◆ RECORDED INFORMATION ◆
BEGIN
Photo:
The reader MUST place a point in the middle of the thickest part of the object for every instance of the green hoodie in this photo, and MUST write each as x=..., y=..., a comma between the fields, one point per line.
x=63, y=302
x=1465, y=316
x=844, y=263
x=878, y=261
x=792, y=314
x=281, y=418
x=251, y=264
END
◆ TASK INSTRUCTIONS ◆
Please transcribe the whole listing exactly as it stands.

◆ REPLY TO THE EXERCISE ◆
Photo:
The reader MUST place a point in the middle of the thickest part of the object for every instance of the green hoodie in this photo, and MUST write each as x=..., y=..., a comma between the fields, one point per line.
x=63, y=302
x=1465, y=316
x=844, y=263
x=878, y=261
x=792, y=314
x=281, y=418
x=251, y=264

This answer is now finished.